* start Material supplied *

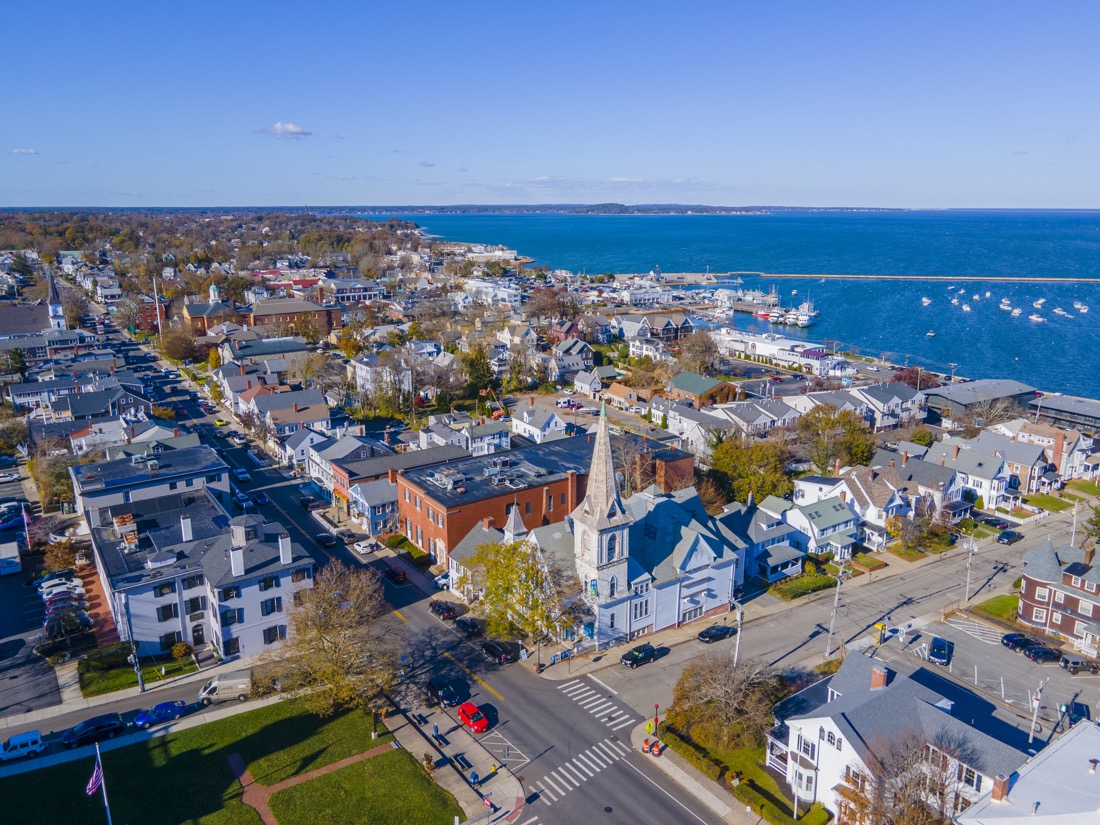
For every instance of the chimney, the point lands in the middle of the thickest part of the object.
(878, 679)
(284, 548)
(237, 560)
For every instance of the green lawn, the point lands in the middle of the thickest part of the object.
(391, 788)
(1002, 607)
(98, 682)
(185, 777)
(1048, 503)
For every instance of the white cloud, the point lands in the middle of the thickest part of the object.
(292, 131)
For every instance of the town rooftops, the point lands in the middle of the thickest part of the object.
(129, 473)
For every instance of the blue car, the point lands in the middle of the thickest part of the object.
(160, 713)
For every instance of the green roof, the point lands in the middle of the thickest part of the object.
(693, 383)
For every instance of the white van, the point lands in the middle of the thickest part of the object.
(22, 745)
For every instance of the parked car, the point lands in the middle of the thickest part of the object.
(501, 652)
(472, 717)
(1076, 663)
(446, 692)
(939, 651)
(640, 655)
(1018, 641)
(1042, 655)
(468, 626)
(443, 609)
(715, 633)
(160, 713)
(95, 729)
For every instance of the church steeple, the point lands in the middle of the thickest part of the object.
(602, 506)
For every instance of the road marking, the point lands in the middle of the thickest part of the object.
(669, 795)
(603, 685)
(473, 675)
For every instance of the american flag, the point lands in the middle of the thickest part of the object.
(96, 781)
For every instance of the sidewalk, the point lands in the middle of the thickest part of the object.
(458, 756)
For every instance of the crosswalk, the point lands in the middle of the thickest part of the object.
(597, 704)
(580, 769)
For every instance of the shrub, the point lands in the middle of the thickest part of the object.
(180, 650)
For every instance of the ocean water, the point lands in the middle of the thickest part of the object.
(869, 317)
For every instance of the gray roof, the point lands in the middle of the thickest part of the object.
(978, 392)
(920, 703)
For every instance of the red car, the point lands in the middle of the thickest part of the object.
(472, 717)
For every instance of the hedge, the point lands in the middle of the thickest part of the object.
(692, 754)
(801, 586)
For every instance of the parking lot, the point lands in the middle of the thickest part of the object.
(983, 664)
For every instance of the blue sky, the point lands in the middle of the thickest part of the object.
(815, 103)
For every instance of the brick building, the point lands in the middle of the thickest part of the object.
(1060, 594)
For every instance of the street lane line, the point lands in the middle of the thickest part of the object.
(473, 675)
(602, 684)
(669, 795)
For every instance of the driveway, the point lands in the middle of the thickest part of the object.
(29, 682)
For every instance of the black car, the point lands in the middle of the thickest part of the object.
(95, 729)
(1018, 641)
(1042, 655)
(715, 633)
(468, 626)
(447, 692)
(640, 655)
(443, 609)
(501, 652)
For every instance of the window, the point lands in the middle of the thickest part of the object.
(164, 589)
(274, 634)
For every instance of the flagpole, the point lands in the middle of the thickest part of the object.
(102, 784)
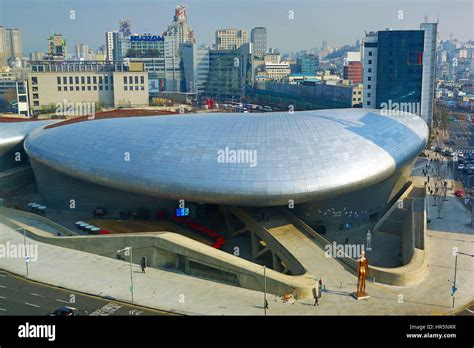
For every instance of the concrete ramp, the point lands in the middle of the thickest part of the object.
(282, 234)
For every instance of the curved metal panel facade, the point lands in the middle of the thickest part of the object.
(12, 133)
(303, 156)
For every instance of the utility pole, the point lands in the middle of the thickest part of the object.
(265, 290)
(26, 252)
(129, 250)
(454, 289)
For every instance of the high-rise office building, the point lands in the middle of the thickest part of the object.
(226, 78)
(57, 48)
(10, 45)
(177, 33)
(399, 70)
(125, 27)
(179, 27)
(309, 64)
(230, 39)
(117, 45)
(195, 67)
(353, 71)
(258, 38)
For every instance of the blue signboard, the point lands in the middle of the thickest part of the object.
(182, 211)
(147, 37)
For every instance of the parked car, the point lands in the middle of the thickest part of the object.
(66, 311)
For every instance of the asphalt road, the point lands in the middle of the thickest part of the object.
(467, 311)
(19, 296)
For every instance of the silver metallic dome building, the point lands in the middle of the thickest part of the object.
(309, 157)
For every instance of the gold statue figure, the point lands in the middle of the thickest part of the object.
(362, 271)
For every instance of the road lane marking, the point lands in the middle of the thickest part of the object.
(31, 304)
(32, 293)
(63, 301)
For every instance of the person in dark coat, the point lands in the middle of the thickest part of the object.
(143, 264)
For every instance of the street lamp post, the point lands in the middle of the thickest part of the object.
(265, 290)
(129, 249)
(454, 289)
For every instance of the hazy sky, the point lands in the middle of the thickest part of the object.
(338, 22)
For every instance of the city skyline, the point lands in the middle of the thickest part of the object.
(155, 17)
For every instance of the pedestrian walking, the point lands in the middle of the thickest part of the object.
(143, 264)
(316, 297)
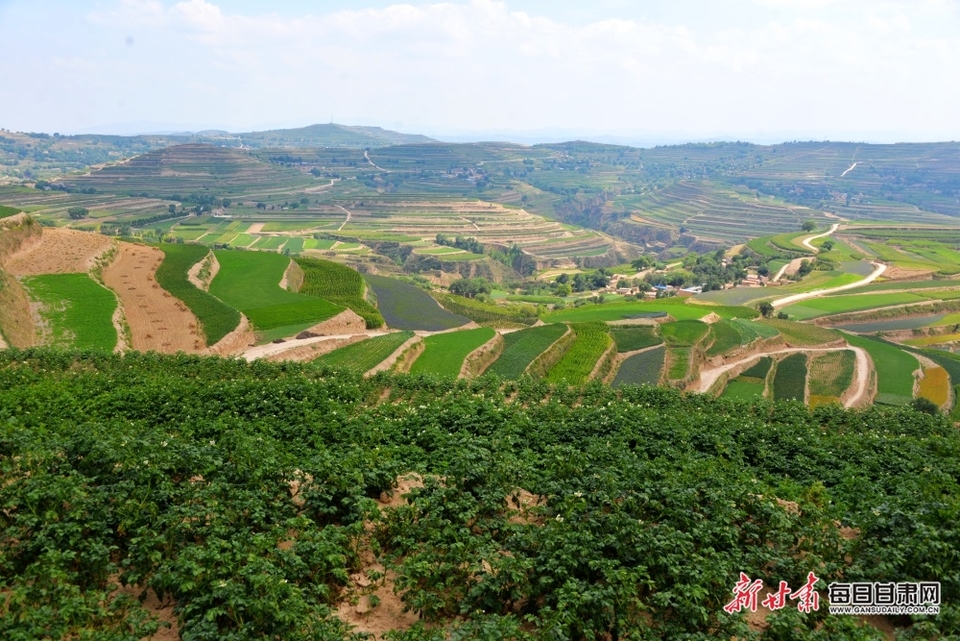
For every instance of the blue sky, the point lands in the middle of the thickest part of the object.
(762, 70)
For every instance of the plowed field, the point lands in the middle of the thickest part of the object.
(61, 251)
(157, 320)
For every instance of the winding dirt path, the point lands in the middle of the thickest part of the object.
(340, 228)
(879, 269)
(272, 349)
(806, 241)
(861, 371)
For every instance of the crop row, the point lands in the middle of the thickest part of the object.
(339, 285)
(574, 368)
(363, 356)
(522, 347)
(217, 319)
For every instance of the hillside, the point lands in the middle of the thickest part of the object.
(183, 169)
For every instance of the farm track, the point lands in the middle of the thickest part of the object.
(861, 371)
(789, 300)
(273, 349)
(158, 321)
(806, 241)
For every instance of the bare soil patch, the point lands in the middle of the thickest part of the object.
(60, 251)
(158, 321)
(236, 341)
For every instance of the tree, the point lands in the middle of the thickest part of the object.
(470, 287)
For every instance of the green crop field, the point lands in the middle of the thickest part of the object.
(739, 389)
(406, 306)
(751, 330)
(575, 366)
(641, 369)
(77, 310)
(490, 314)
(217, 319)
(250, 282)
(629, 338)
(801, 334)
(444, 354)
(726, 336)
(684, 332)
(853, 303)
(363, 356)
(789, 381)
(522, 347)
(340, 285)
(676, 307)
(831, 373)
(894, 368)
(241, 492)
(758, 370)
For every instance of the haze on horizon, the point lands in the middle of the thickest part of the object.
(759, 70)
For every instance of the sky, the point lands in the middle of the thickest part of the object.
(525, 70)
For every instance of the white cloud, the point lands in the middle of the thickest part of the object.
(813, 66)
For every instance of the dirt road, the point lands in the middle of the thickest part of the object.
(806, 241)
(861, 371)
(879, 269)
(271, 349)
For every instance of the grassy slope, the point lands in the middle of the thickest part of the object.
(444, 353)
(77, 309)
(340, 285)
(675, 307)
(894, 369)
(578, 362)
(217, 319)
(365, 355)
(521, 348)
(406, 306)
(250, 282)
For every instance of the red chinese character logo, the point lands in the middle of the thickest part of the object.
(777, 600)
(809, 599)
(745, 595)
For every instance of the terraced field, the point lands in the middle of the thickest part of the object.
(789, 380)
(894, 369)
(406, 306)
(444, 354)
(715, 212)
(250, 282)
(340, 285)
(363, 356)
(676, 307)
(217, 319)
(641, 369)
(629, 339)
(77, 311)
(830, 375)
(576, 365)
(823, 306)
(520, 348)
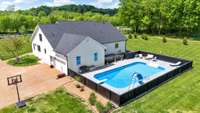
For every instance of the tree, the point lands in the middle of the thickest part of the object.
(13, 46)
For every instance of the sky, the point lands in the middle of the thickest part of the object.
(26, 4)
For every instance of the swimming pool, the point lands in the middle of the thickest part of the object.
(123, 76)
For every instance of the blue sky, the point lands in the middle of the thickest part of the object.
(25, 4)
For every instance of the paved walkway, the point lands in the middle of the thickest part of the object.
(37, 79)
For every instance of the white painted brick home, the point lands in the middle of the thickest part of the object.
(70, 45)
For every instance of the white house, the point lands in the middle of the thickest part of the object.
(70, 45)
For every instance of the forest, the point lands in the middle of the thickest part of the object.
(24, 21)
(141, 16)
(161, 16)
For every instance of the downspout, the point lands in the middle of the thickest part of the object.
(67, 64)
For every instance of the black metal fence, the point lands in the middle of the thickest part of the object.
(134, 93)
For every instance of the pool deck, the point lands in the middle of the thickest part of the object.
(121, 91)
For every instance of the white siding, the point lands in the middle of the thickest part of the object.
(111, 47)
(86, 50)
(61, 63)
(45, 57)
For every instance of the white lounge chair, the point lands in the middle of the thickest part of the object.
(149, 56)
(140, 56)
(176, 64)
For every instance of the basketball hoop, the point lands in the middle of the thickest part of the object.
(14, 80)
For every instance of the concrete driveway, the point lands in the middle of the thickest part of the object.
(36, 80)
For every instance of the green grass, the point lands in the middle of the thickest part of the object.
(26, 60)
(181, 94)
(58, 101)
(25, 49)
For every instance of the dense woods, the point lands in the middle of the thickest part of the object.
(142, 16)
(161, 16)
(23, 21)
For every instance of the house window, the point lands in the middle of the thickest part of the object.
(38, 47)
(40, 36)
(116, 45)
(45, 51)
(95, 56)
(78, 60)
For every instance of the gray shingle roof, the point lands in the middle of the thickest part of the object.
(68, 42)
(101, 32)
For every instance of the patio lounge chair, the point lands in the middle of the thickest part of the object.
(176, 64)
(149, 57)
(140, 56)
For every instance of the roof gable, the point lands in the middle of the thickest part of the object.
(101, 32)
(68, 42)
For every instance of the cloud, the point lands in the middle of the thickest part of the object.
(106, 3)
(62, 2)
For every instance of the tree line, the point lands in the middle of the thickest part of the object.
(21, 22)
(161, 16)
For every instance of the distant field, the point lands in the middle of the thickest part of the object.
(58, 101)
(25, 49)
(180, 95)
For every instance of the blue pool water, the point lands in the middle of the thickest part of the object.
(122, 77)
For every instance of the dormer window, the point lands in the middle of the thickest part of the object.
(40, 36)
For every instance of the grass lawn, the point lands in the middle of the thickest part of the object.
(26, 60)
(25, 49)
(180, 95)
(58, 101)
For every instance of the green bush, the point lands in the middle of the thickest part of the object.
(164, 40)
(100, 107)
(145, 37)
(27, 60)
(185, 42)
(135, 35)
(104, 109)
(77, 78)
(109, 106)
(92, 99)
(129, 36)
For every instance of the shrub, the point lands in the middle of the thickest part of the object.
(92, 99)
(185, 42)
(135, 35)
(82, 88)
(145, 37)
(77, 78)
(109, 106)
(100, 107)
(164, 40)
(129, 36)
(104, 109)
(78, 85)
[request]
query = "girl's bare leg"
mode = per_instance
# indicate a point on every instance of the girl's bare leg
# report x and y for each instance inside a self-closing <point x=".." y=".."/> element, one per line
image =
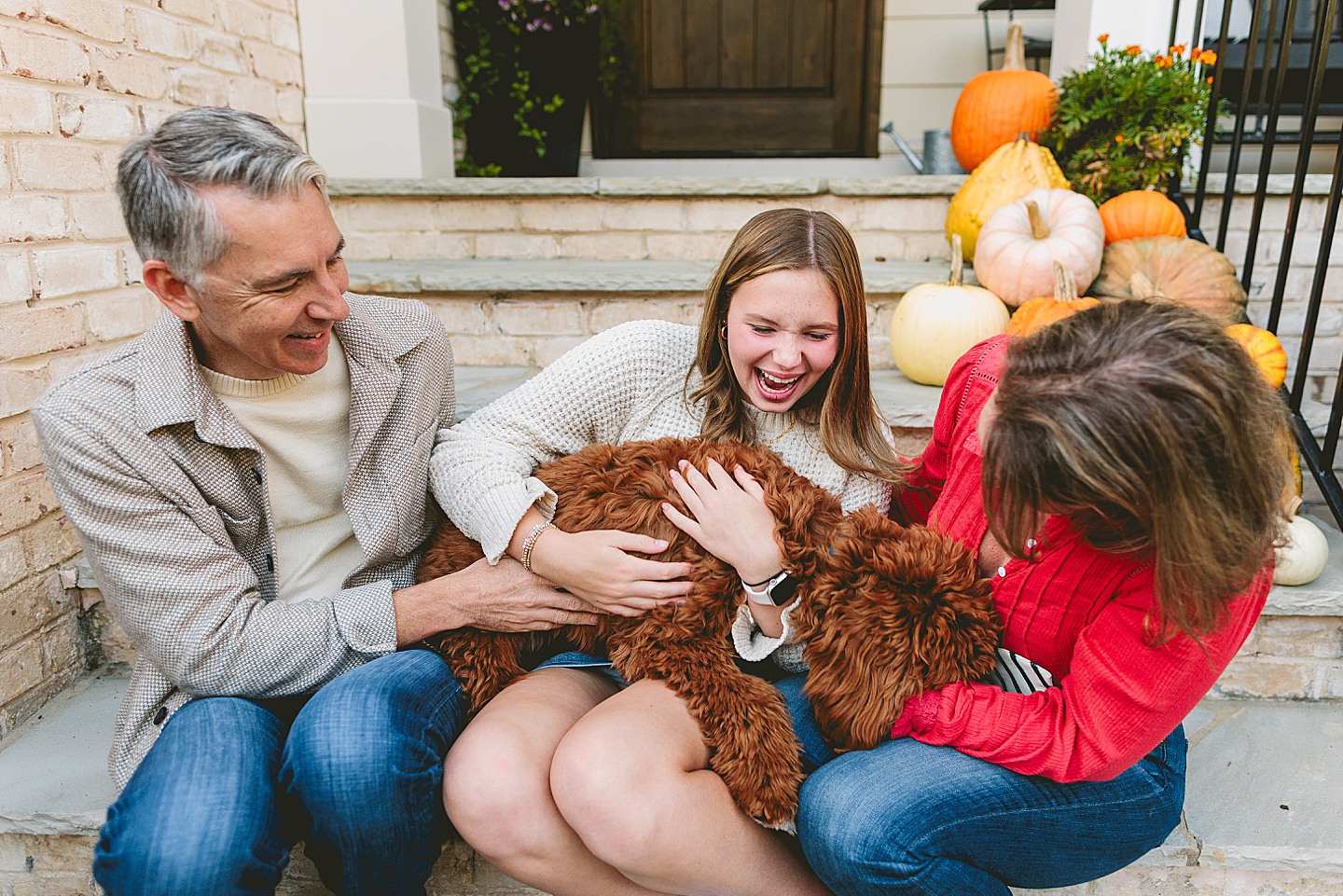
<point x="497" y="789"/>
<point x="631" y="778"/>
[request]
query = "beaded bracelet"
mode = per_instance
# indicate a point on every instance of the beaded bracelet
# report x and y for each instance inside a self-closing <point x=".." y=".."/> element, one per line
<point x="531" y="543"/>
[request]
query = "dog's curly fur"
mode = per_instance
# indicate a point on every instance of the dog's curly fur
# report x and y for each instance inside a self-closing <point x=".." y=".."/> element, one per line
<point x="887" y="612"/>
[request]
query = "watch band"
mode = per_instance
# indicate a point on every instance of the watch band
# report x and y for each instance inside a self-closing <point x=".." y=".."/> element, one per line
<point x="772" y="593"/>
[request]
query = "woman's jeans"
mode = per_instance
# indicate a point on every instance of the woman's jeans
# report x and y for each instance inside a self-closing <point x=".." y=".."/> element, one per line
<point x="909" y="819"/>
<point x="231" y="785"/>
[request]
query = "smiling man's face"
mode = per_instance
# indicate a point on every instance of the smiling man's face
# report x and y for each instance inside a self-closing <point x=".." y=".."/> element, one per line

* end Material supplied *

• Stated problem: Extract from the items above every line that contains the string "query". The match is case-sensitive.

• Full output:
query = "girl's bare leg"
query = "beaded bracelet"
query = "dog's curly fur"
query = "watch band"
query = "woman's jeans"
query = "smiling man's face"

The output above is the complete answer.